WHAT THE EXERCISE ASKS
Each record should be set down again so that it matches the original exactly.
# # #
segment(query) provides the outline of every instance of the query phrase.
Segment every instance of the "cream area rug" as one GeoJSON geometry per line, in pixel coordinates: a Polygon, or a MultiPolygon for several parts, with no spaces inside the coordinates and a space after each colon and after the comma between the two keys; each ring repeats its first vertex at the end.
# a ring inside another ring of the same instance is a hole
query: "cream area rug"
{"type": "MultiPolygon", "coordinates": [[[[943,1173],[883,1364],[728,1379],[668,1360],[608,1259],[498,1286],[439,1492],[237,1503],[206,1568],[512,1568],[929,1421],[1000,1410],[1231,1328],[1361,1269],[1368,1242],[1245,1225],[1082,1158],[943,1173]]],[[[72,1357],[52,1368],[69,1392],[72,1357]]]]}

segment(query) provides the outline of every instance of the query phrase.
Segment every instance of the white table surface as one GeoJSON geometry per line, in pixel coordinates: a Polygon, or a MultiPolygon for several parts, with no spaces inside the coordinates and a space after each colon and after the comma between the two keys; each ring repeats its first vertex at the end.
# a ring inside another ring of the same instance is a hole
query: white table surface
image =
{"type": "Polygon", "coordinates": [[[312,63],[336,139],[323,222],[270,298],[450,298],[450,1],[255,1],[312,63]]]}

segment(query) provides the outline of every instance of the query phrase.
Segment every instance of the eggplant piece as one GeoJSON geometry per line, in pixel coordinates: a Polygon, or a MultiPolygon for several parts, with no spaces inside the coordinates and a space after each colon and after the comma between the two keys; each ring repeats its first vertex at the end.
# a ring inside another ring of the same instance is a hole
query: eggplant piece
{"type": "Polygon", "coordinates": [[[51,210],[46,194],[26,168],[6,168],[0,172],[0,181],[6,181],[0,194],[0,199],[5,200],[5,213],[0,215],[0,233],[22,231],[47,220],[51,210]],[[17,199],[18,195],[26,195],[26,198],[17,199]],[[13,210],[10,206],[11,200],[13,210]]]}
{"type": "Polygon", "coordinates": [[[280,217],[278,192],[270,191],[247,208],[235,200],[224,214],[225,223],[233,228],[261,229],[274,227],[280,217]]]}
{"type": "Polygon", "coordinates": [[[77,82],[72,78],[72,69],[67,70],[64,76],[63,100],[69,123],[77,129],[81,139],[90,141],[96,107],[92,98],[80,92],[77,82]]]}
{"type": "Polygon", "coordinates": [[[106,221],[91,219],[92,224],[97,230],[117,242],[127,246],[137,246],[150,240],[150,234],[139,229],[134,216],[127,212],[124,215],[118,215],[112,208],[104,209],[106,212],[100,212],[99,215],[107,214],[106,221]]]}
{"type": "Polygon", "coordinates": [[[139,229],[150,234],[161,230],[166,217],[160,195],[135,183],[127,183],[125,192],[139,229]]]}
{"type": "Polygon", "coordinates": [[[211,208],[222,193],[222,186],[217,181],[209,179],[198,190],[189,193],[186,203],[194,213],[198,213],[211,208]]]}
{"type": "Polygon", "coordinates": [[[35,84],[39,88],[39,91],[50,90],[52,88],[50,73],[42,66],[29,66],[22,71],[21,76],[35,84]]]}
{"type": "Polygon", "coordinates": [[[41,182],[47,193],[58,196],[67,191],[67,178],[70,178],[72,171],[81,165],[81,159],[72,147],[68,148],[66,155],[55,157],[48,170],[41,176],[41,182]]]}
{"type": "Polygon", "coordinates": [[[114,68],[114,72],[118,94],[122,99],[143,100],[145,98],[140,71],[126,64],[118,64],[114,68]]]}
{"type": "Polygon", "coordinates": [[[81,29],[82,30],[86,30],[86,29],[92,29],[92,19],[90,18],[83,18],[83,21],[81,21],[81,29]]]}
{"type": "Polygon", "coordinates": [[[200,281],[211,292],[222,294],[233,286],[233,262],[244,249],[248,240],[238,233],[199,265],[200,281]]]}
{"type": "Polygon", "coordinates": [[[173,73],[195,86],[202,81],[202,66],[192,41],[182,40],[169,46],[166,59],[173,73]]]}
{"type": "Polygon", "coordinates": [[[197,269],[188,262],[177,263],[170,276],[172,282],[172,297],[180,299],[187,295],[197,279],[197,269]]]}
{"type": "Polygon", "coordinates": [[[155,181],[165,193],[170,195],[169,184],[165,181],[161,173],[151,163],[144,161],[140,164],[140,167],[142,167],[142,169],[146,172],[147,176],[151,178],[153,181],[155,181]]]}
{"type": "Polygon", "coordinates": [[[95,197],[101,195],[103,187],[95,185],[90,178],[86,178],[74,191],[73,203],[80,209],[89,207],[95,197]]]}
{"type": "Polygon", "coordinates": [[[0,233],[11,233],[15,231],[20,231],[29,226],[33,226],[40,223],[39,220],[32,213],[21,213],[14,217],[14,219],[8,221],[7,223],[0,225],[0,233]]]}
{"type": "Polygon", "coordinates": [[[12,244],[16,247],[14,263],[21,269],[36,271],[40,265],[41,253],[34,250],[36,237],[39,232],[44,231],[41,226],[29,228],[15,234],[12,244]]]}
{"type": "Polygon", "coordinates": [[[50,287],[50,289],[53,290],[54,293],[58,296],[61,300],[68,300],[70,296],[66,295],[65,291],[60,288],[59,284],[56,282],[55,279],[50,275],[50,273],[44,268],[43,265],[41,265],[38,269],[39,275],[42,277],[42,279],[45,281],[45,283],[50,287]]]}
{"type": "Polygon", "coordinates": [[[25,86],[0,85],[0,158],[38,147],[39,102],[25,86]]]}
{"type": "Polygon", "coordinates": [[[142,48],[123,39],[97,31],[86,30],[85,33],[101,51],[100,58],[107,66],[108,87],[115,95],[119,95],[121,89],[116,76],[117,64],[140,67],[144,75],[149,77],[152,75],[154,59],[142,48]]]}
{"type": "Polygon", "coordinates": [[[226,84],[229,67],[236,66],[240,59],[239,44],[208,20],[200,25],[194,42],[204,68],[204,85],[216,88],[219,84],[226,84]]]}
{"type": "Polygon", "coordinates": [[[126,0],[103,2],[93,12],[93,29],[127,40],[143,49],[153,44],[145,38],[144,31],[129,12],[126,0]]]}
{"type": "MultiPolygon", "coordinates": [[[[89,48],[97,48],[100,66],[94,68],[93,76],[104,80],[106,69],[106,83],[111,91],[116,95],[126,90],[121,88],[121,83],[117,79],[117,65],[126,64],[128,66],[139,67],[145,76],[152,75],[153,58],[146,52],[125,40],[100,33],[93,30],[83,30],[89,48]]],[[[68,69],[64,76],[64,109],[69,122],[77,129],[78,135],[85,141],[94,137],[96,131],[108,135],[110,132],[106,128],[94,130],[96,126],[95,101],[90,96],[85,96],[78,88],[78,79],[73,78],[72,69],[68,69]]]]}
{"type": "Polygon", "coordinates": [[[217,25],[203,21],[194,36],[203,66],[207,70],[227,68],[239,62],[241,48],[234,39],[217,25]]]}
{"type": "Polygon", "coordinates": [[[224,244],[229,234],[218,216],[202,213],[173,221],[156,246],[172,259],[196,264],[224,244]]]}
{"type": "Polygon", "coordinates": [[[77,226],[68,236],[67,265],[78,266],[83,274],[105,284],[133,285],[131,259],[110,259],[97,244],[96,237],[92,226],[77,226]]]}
# # #
ANSWER
segment(query) provides the outline of every instance of the query phrase.
Segment every instance of the "cream area rug" as one GeoJSON geometry per line, in pixel coordinates: a Polygon, or a MultiPolygon for several parts, with no spaces inside the coordinates and a space after each colon and after the comma between the two keys; each ring repeats its first vertex at the end.
# a ring inside another ring of the same instance is a hole
query: "cream area rug"
{"type": "MultiPolygon", "coordinates": [[[[943,1173],[883,1364],[728,1379],[668,1360],[608,1259],[498,1286],[439,1492],[237,1503],[206,1568],[512,1568],[929,1421],[1000,1410],[1231,1328],[1361,1269],[1368,1242],[1245,1225],[1082,1158],[943,1173]]],[[[72,1357],[52,1368],[69,1392],[72,1357]]]]}

segment(query) provides the outline of every instance of the query phrase.
Segment every instance of the white table surface as one GeoJSON geometry per line, in pixel coordinates: a Polygon, or a MultiPolygon for several parts, with no spaces inside the coordinates and a space after each colon and after the comma between the two keys; each ring repeats its first vertex at the end.
# a ring inside another ring of the same instance is a hole
query: white table surface
image =
{"type": "Polygon", "coordinates": [[[312,63],[336,139],[323,222],[270,298],[450,298],[450,1],[255,1],[312,63]]]}

segment(query) provides the outline of every instance of the query phrase.
Segment every instance of the eggplant piece as one GeoJSON geometry per line, in pixel coordinates: a Polygon, or a MultiPolygon for several parts, with no spaces inside the coordinates and a space after each colon and after the comma between the two keys; each ring repeats its first vertex at the end.
# a ring inside another ring of the same instance is a hole
query: eggplant piece
{"type": "Polygon", "coordinates": [[[51,210],[46,194],[26,168],[6,168],[0,172],[0,181],[6,181],[0,194],[0,199],[5,200],[5,213],[0,215],[0,233],[22,231],[47,220],[51,210]],[[17,199],[18,195],[26,195],[26,198],[17,199]],[[13,210],[10,206],[11,200],[13,210]]]}
{"type": "Polygon", "coordinates": [[[280,217],[278,192],[270,191],[247,208],[235,200],[224,214],[225,223],[233,228],[261,229],[274,227],[280,217]]]}
{"type": "Polygon", "coordinates": [[[77,82],[72,78],[72,69],[67,70],[64,76],[63,100],[69,123],[77,129],[81,139],[90,141],[96,107],[92,98],[80,92],[77,82]]]}
{"type": "Polygon", "coordinates": [[[106,221],[91,219],[92,224],[97,230],[117,242],[127,246],[137,246],[150,240],[150,234],[139,229],[134,216],[127,212],[124,215],[118,215],[112,208],[104,209],[106,212],[100,212],[99,215],[107,214],[106,221]]]}
{"type": "Polygon", "coordinates": [[[139,229],[150,234],[161,230],[166,217],[160,195],[135,183],[127,183],[125,192],[139,229]]]}
{"type": "Polygon", "coordinates": [[[211,208],[222,193],[222,186],[217,181],[209,179],[198,190],[189,193],[186,203],[194,213],[198,213],[211,208]]]}
{"type": "Polygon", "coordinates": [[[35,84],[39,88],[39,91],[50,90],[52,88],[50,73],[42,66],[29,66],[22,71],[21,76],[35,84]]]}
{"type": "Polygon", "coordinates": [[[41,182],[47,193],[58,196],[67,191],[67,178],[70,178],[72,171],[81,165],[81,159],[72,147],[68,148],[66,155],[55,157],[48,170],[41,176],[41,182]]]}
{"type": "Polygon", "coordinates": [[[114,68],[114,72],[118,94],[122,99],[143,100],[145,98],[140,71],[126,64],[118,64],[114,68]]]}
{"type": "Polygon", "coordinates": [[[81,29],[82,30],[86,30],[86,29],[92,29],[92,19],[90,18],[83,18],[83,21],[81,21],[81,29]]]}
{"type": "Polygon", "coordinates": [[[200,281],[211,292],[222,294],[233,286],[233,262],[244,249],[248,240],[238,233],[199,265],[200,281]]]}
{"type": "Polygon", "coordinates": [[[173,73],[195,86],[202,81],[202,66],[192,41],[182,40],[169,46],[166,59],[173,73]]]}
{"type": "Polygon", "coordinates": [[[197,269],[188,262],[177,263],[170,276],[172,282],[172,297],[180,299],[187,295],[197,279],[197,269]]]}
{"type": "Polygon", "coordinates": [[[155,181],[165,193],[170,195],[169,184],[165,181],[161,173],[151,163],[144,161],[140,164],[140,167],[142,167],[142,169],[146,172],[147,176],[151,178],[153,181],[155,181]]]}
{"type": "Polygon", "coordinates": [[[95,197],[101,195],[103,187],[95,185],[90,178],[86,178],[74,191],[73,203],[80,209],[89,207],[95,197]]]}
{"type": "Polygon", "coordinates": [[[0,233],[11,233],[15,231],[20,231],[29,226],[33,226],[40,223],[39,220],[32,213],[21,213],[14,217],[14,219],[8,221],[7,223],[0,225],[0,233]]]}
{"type": "Polygon", "coordinates": [[[12,244],[16,247],[14,263],[21,269],[36,271],[40,265],[41,253],[34,250],[36,237],[39,232],[44,231],[41,226],[29,228],[15,234],[12,244]]]}
{"type": "Polygon", "coordinates": [[[50,287],[50,289],[53,290],[54,293],[58,296],[61,300],[68,300],[70,296],[66,295],[65,291],[60,288],[59,284],[56,282],[55,279],[50,275],[50,273],[44,268],[43,265],[41,265],[38,269],[39,275],[42,277],[42,279],[45,281],[45,283],[50,287]]]}
{"type": "Polygon", "coordinates": [[[25,86],[0,85],[0,158],[38,147],[39,102],[25,86]]]}
{"type": "Polygon", "coordinates": [[[142,48],[123,39],[97,31],[86,30],[85,33],[101,51],[100,58],[107,66],[108,87],[115,95],[119,95],[121,89],[116,76],[117,64],[140,67],[144,75],[149,77],[152,75],[154,59],[142,48]]]}
{"type": "Polygon", "coordinates": [[[226,84],[229,67],[236,66],[240,59],[239,44],[208,20],[200,25],[194,42],[204,68],[204,85],[216,88],[219,84],[226,84]]]}
{"type": "Polygon", "coordinates": [[[126,0],[103,2],[93,12],[93,29],[127,40],[143,49],[153,44],[145,38],[144,31],[129,12],[126,0]]]}
{"type": "MultiPolygon", "coordinates": [[[[89,48],[97,48],[100,66],[94,68],[93,76],[104,80],[106,69],[106,83],[111,91],[116,95],[126,90],[121,88],[121,83],[117,79],[117,65],[126,64],[128,66],[139,67],[145,76],[152,75],[153,58],[146,52],[125,40],[100,33],[93,30],[83,30],[89,48]]],[[[68,69],[64,76],[64,109],[69,122],[77,129],[78,135],[85,141],[94,137],[96,131],[108,135],[110,132],[106,128],[94,130],[96,126],[95,101],[90,96],[85,96],[78,88],[78,79],[73,78],[72,69],[68,69]]]]}
{"type": "Polygon", "coordinates": [[[217,25],[203,21],[194,36],[203,66],[207,70],[227,68],[239,62],[241,48],[234,39],[217,25]]]}
{"type": "Polygon", "coordinates": [[[224,244],[229,234],[218,216],[202,213],[173,221],[156,246],[172,259],[196,264],[224,244]]]}
{"type": "Polygon", "coordinates": [[[77,226],[68,236],[67,265],[78,266],[83,274],[105,284],[133,285],[131,259],[110,259],[97,244],[96,237],[92,226],[77,226]]]}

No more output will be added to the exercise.